▼▼▼

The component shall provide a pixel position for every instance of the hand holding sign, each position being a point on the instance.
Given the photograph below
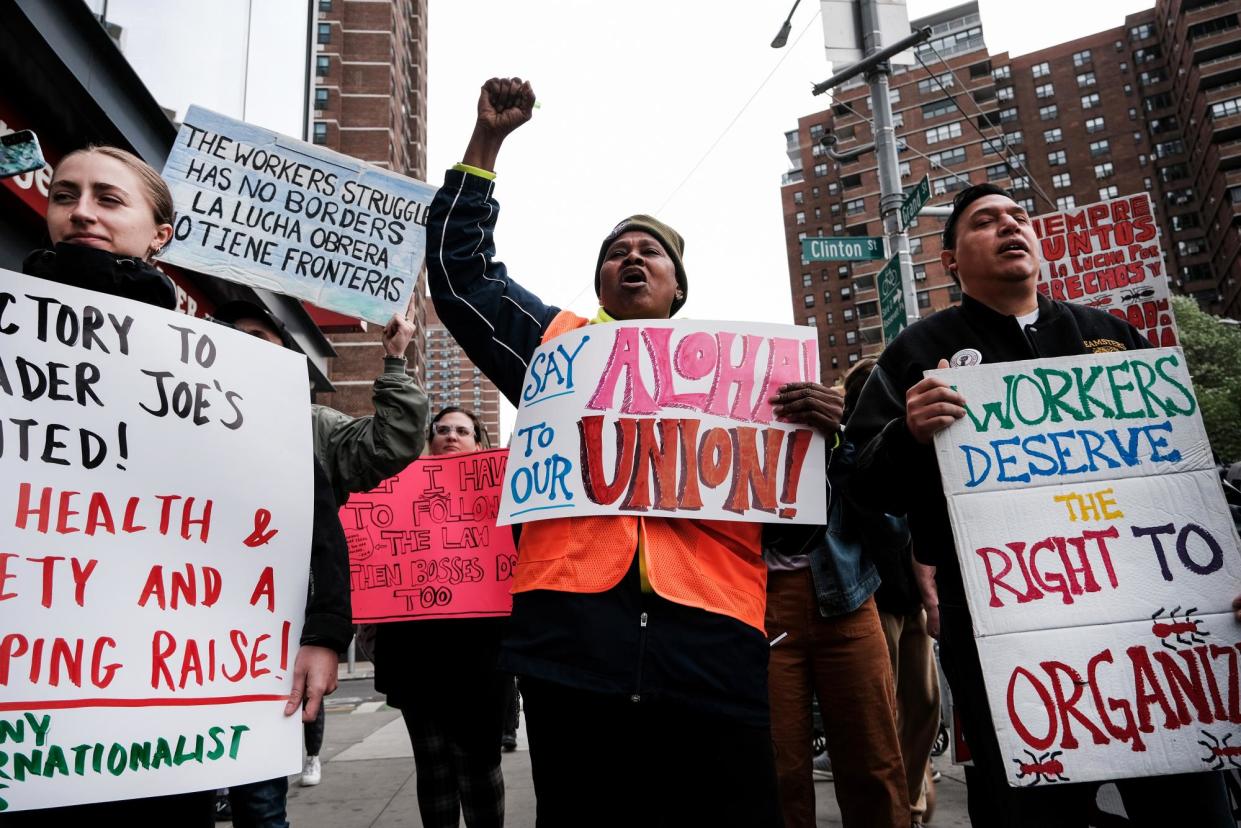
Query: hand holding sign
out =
(931, 406)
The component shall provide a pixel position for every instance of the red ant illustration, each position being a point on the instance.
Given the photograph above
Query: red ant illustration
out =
(1220, 751)
(1178, 628)
(1043, 769)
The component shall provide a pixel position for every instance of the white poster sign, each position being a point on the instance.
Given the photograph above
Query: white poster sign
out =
(665, 418)
(154, 549)
(1100, 562)
(257, 207)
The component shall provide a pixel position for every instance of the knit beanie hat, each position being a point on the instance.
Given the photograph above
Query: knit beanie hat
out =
(672, 241)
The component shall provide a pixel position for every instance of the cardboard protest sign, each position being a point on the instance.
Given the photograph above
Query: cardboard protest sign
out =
(154, 549)
(269, 211)
(423, 544)
(665, 418)
(1100, 562)
(1107, 256)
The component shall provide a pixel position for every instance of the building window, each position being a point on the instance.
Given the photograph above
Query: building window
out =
(948, 184)
(946, 132)
(930, 85)
(954, 155)
(937, 108)
(1225, 108)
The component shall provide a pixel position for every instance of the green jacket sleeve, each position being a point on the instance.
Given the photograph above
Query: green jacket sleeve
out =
(360, 452)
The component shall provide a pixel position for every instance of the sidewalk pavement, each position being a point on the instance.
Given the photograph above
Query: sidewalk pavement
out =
(369, 781)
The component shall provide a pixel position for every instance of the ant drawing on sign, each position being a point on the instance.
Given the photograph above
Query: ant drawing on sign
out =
(1043, 769)
(1219, 750)
(1178, 628)
(1137, 293)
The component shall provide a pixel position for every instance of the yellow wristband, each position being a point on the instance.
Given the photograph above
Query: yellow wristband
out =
(475, 170)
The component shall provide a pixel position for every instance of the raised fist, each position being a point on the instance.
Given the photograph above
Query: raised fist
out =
(504, 104)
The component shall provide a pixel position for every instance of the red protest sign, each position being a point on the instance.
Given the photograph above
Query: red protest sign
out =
(423, 544)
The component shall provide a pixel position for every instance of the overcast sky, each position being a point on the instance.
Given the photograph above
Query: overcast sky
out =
(669, 107)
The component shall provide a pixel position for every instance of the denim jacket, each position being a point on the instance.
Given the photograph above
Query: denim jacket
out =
(843, 575)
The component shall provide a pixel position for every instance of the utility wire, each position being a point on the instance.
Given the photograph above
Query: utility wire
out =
(905, 144)
(737, 117)
(721, 135)
(1004, 155)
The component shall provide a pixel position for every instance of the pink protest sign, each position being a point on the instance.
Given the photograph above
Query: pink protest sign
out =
(423, 544)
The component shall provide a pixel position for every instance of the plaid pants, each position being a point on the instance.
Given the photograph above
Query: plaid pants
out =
(456, 771)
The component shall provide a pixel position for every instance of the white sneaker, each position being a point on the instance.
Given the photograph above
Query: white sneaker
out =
(312, 774)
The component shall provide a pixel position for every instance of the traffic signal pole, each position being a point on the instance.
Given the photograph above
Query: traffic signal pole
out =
(878, 71)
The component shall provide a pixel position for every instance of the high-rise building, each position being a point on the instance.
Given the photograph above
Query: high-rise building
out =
(454, 380)
(1148, 106)
(369, 99)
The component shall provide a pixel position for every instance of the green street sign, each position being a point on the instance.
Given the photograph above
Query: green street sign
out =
(843, 248)
(915, 201)
(891, 298)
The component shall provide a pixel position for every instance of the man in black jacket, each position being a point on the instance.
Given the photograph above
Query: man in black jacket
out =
(990, 248)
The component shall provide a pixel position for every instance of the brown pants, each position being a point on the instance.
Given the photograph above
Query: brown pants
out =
(843, 661)
(917, 700)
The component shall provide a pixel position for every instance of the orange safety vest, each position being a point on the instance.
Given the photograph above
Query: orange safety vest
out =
(715, 565)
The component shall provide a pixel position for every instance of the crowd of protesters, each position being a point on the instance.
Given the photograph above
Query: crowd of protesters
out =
(698, 646)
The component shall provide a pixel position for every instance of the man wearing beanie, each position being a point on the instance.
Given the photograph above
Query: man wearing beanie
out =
(642, 709)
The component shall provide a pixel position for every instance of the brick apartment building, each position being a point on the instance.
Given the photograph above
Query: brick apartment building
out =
(370, 101)
(453, 380)
(1154, 104)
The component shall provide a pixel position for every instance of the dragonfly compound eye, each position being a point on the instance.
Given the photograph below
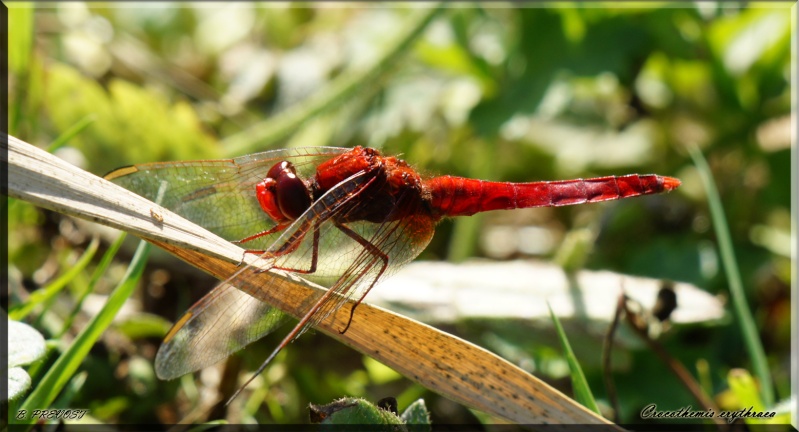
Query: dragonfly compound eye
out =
(283, 195)
(292, 195)
(265, 192)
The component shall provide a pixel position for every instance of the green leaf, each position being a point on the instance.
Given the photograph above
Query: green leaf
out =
(745, 319)
(582, 392)
(67, 364)
(25, 346)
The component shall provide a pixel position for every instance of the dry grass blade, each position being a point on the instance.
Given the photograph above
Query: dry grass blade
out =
(445, 364)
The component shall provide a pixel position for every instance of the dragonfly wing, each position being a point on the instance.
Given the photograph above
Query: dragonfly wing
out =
(232, 316)
(218, 195)
(218, 325)
(344, 263)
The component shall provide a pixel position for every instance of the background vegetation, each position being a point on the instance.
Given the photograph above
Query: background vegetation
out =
(496, 92)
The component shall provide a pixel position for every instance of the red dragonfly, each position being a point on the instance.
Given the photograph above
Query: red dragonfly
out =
(344, 218)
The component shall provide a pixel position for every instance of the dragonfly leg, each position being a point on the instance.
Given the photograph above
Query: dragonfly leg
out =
(374, 251)
(292, 244)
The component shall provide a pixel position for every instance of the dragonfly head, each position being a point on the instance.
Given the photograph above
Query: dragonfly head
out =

▲▲▲

* **Set problem**:
Reproduce the full listing with every occurrence of "photograph" replaced by "image" and all other text unchanged. Omit the pictures from your output.

* **Written answer**:
The component shall provide a pixel position for every instance of the hand holding sign, each position being a point on the instance.
Given the image below
Query: hand holding sign
out =
(931, 406)
The component shall provide a pixel position for every instance of the red ant illustration, each position being a point on the instance.
Given the image above
Query: red ant illustration
out =
(1220, 751)
(1178, 628)
(1043, 769)
The component shall provide a pixel position for every instance of the white poster sign, each position being a point on the instance.
Given the image above
Query: white poster sign
out =
(665, 418)
(154, 549)
(1100, 562)
(257, 207)
The component shall provide a pixel position for every instance of the knit beanie hat, each position being a point on the instance.
Given the image above
Query: knit beanie hat
out =
(672, 241)
The component shall provide a pixel position for every instance of the cardboard protest sign, each position being a point on the instance.
Given the image above
Query: cardboard protest sign
out =
(154, 549)
(269, 211)
(423, 544)
(665, 418)
(1100, 562)
(1107, 256)
The component shall provide a pixel position for every instance of the building window, each position being a point on the instance.
Given the image above
Query: building window
out =
(948, 184)
(946, 132)
(930, 85)
(954, 155)
(937, 108)
(1225, 108)
The component shall provide a pixel position for every instance of the green jacket sleeve, each position being a point on the instance.
Given the image above
Query: green jacket sleeve
out =
(360, 452)
The component shall provide a pixel position for every instance of the sidewalk pavement, each position being a point on the instance.
Given the image above
Query: sidewalk pavement
out =
(369, 781)
The component shall provide a pixel position for every instance of the ant drawing on sign, each position being a point on the instance.
Given the image above
Query: ant drawing on sign
out =
(1043, 769)
(1219, 750)
(1178, 628)
(1137, 293)
The component shall provide a pixel position for every instance of the yellow wristband, each position being a point on the instance.
Given the image above
Query: yellow wristband
out =
(475, 170)
The component shall provide a pixel position for every instance of the raised fist, each position being a point on the instance.
Given the image above
Query: raised fist
out =
(504, 104)
The component shall provide a pixel position for every instance of the red protest sign, each position being a point on the instance.
Given the image above
Query: red protest sign
out =
(423, 544)
The component shall provide a pixel position for every instance of the overcast sky, each position being a point on the instance.
Given the image above
Query: overcast sky
out =
(669, 107)
The component shall provide a pixel position for every instance of the denim jacket, each position being a point on the instance.
Given the image above
Query: denim jacket
out =
(843, 575)
The component shall provide a pixel position for every instance of the utility wire, each position being a point on the instance.
Given the image above
Query: utility wire
out =
(905, 144)
(737, 117)
(721, 135)
(1004, 155)
The component shall provide a pixel position for every instance of the pink protest sign, each position being a point on the instance.
Given the image above
Query: pink protest sign
out =
(423, 544)
The component shall provide a pixel position for every instance of the plaid pants, each position being a point on the instance.
Given the image above
Query: plaid pants
out =
(456, 771)
The component shall provide a pixel position for every instance of the white sneaker, each position being a point on the instance.
Given the image above
Query: white sneaker
out =
(312, 774)
The component shall provide a pixel position for every instance of the traffic signal pole, each position being a point on the instance.
Given the image above
Query: traffic signal pole
out =
(878, 71)
The component shall provide a pixel position for every instance of the high-rise building, each position being a point on the instance.
Given the image above
Query: high-rise building
out =
(454, 380)
(1148, 106)
(369, 99)
The component shall provide a pixel position for every instance of the green street sign, each position being a point on the instance.
Given the image above
Query: green street sign
out =
(843, 248)
(915, 201)
(891, 298)
The component shall provide a pixel position for every instance of the man in black jacket, each position being a point on the instance.
Given the image above
Query: man in black jacket
out =
(990, 248)
The component shall provide a pixel position for every instance of the brown pants, each position being a point on the instance.
Given the image above
Query: brown pants
out =
(843, 661)
(917, 700)
The component shall provide a pixel position for every instance of the orange safety vest, each position being a point on the instance.
Given the image above
Query: orange safety vest
out =
(715, 565)
The component shall provide a pixel position for every instance of the crowd of protesters, each position being a point on the instance.
Given the image above
Query: crowd of protesters
out =
(698, 646)
The component shall provide a pixel position for every instance of the man wearing beanie, each position being a point on the instance.
Given the image above
Query: man wearing beanie
out =
(642, 709)
The component shall provide a pixel position for every instance of the brick apartment building, each position being a point on the instance.
Given the image above
Query: brick apartment building
out =
(370, 101)
(453, 380)
(1154, 104)
The component shall provide a pixel position for every instance of the dragonfly compound eye, each position being a point on the instance.
Given the image below
Query: dragonfly compound eye
out =
(283, 195)
(292, 195)
(265, 192)
The component shall provide a pixel position for every instance of the green leaf, each position being a point on the instance.
Given the image above
Query: green leaf
out =
(745, 319)
(582, 392)
(67, 364)
(25, 346)
The component shall provide a pixel position for every instance of the dry grass blade, each position being a point on the instance.
Given the image above
Query: dry grass blade
out =
(445, 364)
The component shall provide a pixel position for every instance of the dragonfly wing, each position being a point on the instance.
Given the image above
Query: dragonfly wing
out =
(232, 316)
(218, 195)
(218, 325)
(344, 263)
The component shall provide a pixel position for every instance of the background vegetation, each position being a point on the instance.
Given the image above
Query: background vegetation
out =
(496, 92)
The component shall provide a pixel position for every instance of the red dragonfly, each position being a point on the instance.
Given the image above
Query: red dragonfly
out =
(344, 218)
The component shall provide a pixel position for every instance of the dragonfly leg, each position being a point on the instance.
Given the image above
Query: dragonfly leg
out =
(374, 251)
(292, 244)
The component shall provide a pixel position for every instance of the dragonfly head, each position being a point on the instance.
Given the image above
Query: dragonfly head
out =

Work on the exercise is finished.